**O QUE SE PEDE**
Por favor, diga em que ano os planos de austeridade foram colocados em prática em Portugal, segundo o artigo sobre a trilogia As Mil e Uma Noites.

**ARTIGO**
● ● ● ● ●

Fábulas de além-mar
Thomas Lopes Whyte
Observações gerais:
“As histórias, personagens e lugares que serão narrados por Xerazade são uma versão ficcional de fatos ocorridos em Portugal, entre agosto de 2013 e julho de 2014. Durante esse período o país foi mantido como refém de um programa de austeridade econômica executado por um governo aparentemente desprovido de senso de justiça social. Como resultado, quase todos os portugueses se tornaram mais pobres.”
Os planos de austeridade em Portugal foram colocados em prática no ano de 2011, durante um processo deflagrado na administração do primeiro ministro Passos Coelho. A Troika, nome atribuído à política econômica sustentada pela tríade formada por representantes da Comissão Europeia, do Fundo Monetário Internacional e do Banco Central Europeu, consistiu em uma série de medidas de austeridade, que afetou principalmente a população das classes média e baixa.
Os três filmes que compõem As Mil e Uma Noites (2015), de Miguel Gomes, buscam representar, através de uma estrutura semelhante à do livro “As mil e uma noites”, a situação dos portugueses diante da crise, partindo-se quase sempre da observação aproximada, focada nos indivíduos. No entanto, é impossível não perceber a reverberação das ações e sentimentos dos personagens em um contexto social mais amplo e universal. É verdade que existem nuances que distinguem os três filmes, mas, apesar dos subtítulos que caracterizam minimamente cada uma das três partes, nota-se o mesmo tom melancólico, que serve como amarração para a representação de um país temporariamente apático e atordoado.

● ● ● ● ●

**LINHAS**
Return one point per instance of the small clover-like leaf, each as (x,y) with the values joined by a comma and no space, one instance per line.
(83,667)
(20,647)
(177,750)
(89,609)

● ● ● ● ●

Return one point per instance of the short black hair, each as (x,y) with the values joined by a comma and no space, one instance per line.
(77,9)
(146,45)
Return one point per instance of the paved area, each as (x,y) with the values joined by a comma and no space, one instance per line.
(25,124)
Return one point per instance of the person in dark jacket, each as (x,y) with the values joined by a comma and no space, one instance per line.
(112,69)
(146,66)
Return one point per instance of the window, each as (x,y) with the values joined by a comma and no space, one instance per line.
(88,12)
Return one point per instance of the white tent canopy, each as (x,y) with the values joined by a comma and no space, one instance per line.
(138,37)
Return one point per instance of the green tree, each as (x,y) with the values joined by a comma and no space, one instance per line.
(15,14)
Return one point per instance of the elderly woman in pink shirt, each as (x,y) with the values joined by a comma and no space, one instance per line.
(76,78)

● ● ● ● ●

**TAREFA CONCLUÍDA**
Em 2011.